• **Extrait du document**:

▬▬▬

Le 28 mai - 1ère partie
Les colonnes formées par Bugeaud se mettent en mouvement entre cinq et six heures du matin. Bedeau s'arrête devant la barricade du boulevard Saint-Denis. Bugeaud donne l'ordre de suspendre les hostilités. Comment y a-t-il été amené? M. Thiers et ses nouveaux collègues sont reçus par le Roi. La Moricière à la tête de la garde nationale. Retraite lamentable de la colonne du général Bedeau. M. Barrot et le général de La Moricière vont annoncer dans la ville le nouveau ministère. Leur insuccès. Alerte aux Tuileries, Thiers propose de quitter Paris pour mieux écraser l'insurrection. Progrès de l'émeute. Elle n'a toujours ni direction ni chef. Elle s'empare de l'Hôtel de ville. Le Roi essaye de passer en revue les forces réunies sur la place du Carrousel.

▬▬▬

• **Données fournies**:
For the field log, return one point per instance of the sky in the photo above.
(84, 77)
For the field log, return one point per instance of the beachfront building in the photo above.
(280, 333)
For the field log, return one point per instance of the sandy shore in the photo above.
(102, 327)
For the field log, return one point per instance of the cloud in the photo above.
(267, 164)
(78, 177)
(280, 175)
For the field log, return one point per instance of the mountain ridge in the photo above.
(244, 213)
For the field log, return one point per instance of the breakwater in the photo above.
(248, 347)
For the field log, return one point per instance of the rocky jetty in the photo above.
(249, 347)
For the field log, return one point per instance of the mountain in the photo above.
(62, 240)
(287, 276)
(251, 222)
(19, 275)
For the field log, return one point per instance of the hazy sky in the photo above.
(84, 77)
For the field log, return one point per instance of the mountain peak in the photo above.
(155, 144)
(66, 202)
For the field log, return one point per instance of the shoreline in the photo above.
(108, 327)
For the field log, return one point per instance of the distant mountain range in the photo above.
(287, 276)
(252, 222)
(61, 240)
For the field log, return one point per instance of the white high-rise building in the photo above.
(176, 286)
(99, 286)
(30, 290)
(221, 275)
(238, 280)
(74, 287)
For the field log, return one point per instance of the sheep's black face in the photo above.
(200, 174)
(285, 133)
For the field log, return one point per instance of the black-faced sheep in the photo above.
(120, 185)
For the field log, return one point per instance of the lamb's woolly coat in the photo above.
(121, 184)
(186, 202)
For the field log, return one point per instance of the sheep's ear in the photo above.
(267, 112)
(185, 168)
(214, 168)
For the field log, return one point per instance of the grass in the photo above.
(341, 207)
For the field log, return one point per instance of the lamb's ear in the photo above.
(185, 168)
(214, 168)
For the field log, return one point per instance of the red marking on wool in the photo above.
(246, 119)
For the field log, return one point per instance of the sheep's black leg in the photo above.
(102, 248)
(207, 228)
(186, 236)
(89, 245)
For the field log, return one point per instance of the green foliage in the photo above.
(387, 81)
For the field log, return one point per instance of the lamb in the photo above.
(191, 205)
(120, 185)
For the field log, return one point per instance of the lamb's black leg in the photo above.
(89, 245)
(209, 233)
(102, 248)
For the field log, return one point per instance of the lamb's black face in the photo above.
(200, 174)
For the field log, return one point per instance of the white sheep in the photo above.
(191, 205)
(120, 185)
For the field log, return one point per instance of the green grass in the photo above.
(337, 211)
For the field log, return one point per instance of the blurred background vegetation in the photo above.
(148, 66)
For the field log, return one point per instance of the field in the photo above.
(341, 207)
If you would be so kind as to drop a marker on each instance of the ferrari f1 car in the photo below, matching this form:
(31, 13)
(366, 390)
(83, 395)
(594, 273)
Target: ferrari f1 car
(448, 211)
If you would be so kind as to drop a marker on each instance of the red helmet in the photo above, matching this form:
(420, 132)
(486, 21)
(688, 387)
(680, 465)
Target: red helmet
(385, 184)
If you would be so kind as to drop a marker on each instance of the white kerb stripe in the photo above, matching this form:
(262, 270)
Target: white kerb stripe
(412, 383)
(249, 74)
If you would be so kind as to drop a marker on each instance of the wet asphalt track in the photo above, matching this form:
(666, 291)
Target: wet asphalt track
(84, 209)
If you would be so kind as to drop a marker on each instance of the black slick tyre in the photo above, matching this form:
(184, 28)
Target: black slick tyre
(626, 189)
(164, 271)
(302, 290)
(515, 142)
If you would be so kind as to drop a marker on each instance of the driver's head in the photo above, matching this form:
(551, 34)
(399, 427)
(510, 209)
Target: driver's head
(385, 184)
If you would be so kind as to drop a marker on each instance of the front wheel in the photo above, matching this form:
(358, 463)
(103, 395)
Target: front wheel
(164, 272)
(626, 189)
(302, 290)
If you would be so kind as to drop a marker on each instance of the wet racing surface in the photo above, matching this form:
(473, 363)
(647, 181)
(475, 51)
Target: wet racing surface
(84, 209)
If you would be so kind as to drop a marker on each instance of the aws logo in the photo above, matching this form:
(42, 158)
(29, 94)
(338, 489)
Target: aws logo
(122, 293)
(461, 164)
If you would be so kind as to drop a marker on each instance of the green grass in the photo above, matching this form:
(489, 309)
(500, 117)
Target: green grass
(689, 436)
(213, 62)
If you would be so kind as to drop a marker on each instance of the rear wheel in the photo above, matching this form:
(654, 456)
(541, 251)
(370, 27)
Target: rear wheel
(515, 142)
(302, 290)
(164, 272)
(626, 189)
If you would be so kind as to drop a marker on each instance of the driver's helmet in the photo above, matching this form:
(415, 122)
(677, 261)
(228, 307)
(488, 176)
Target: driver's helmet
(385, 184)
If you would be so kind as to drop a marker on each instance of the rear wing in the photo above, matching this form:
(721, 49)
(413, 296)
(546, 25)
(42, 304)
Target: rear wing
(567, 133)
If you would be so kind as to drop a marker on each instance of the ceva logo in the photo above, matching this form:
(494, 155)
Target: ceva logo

▬▬▬

• **Consigne écrite 1**:
Répondez à ces questions d'après l'extrait sur l'émeute :
(a) Entre quelles heures les colonnes formées par Bugeaud se mettent-elles en mouvement ?
(b) Devant quelle barricade Bedeau s'arrête-t-il ?
(c) De quel bâtiment l'émeute s'empare-t-elle ?
• **Consigne écrite 2**: Citez le passage de l'extrait sur l'émeute compris entre « Le 28 mai - 1ère » et « place du Carrousel. », bornes incluses.
• **Consigne écrite 3**: Rédigez la suite de l'extrait sur l'émeute, après sa dernière phrase.

• **Réponse attendue 1**:
(a) Entre cinq et six heures du matin.
(b) Devant la barricade du boulevard Saint-Denis.
(c) De l'Hôtel de ville.

• **Réponse attendue 2**:
Le 28 mai - 1ère partie
Les colonnes formées par Bugeaud se mettent en mouvement entre cinq et six heures du matin. Bedeau s'arrête devant la barricade du boulevard Saint-Denis. Bugeaud donne l'ordre de suspendre les hostilités. Comment y a-t-il été amené? M. Thiers et ses nouveaux collègues sont reçus par le Roi. La Moricière à la tête de la garde nationale. Retraite lamentable de la colonne du général Bedeau. M. Barrot et le général de La Moricière vont annoncer dans la ville le nouveau ministère. Leur insuccès. Alerte aux Tuileries, Thiers propose de quitter Paris pour mieux écraser l'insurrection. Progrès de l'émeute. Elle n'a toujours ni direction ni chef. Elle s'empare de l'Hôtel de ville. Le Roi essaye de passer en revue les forces réunies sur la place du Carrousel.

• **Réponse attendue 3**:
Tandis que M. Thiers est occupé à ces démarches préliminaires, le maréchal Bugeaud commence l'exécution de son plan d'attaque. Les trois colonnes qui doivent se diriger sur l'Hôtel de ville, la Bastille et le Panthéon, sont parties entre cinq et six heures du matin. Le maréchal a présidé lui-même au départ, prescrivant aux chefs d'annoncer partout le nouveau ministère, encourageant les soldats par quelques paroles d'une énergique familiarité.
À peu de distance du Carrousel, les troupes rencontrent les barricades qui ont été construites pendant la nuit et qui sont beaucoup plus nombreuses qu'on ne pouvait s'y attendre. Néanmoins la résistance n'est pas suffisamment organisée pour arrêter une offensive vigoureuse. La colonne du général Sébastiani, partie la première à cinq heures un quart, arrive à l'Hôtel de ville un peu avant sept heures, après avoir emporté et détruit plusieurs barricades: elle a eu dix à douze hommes tués et le double de blessés. La colonne dirigée vers le Panthéon atteint aussi le but qui lui a été indiqué.
La colonne du Panthéon emporte les barricades sur son chemin.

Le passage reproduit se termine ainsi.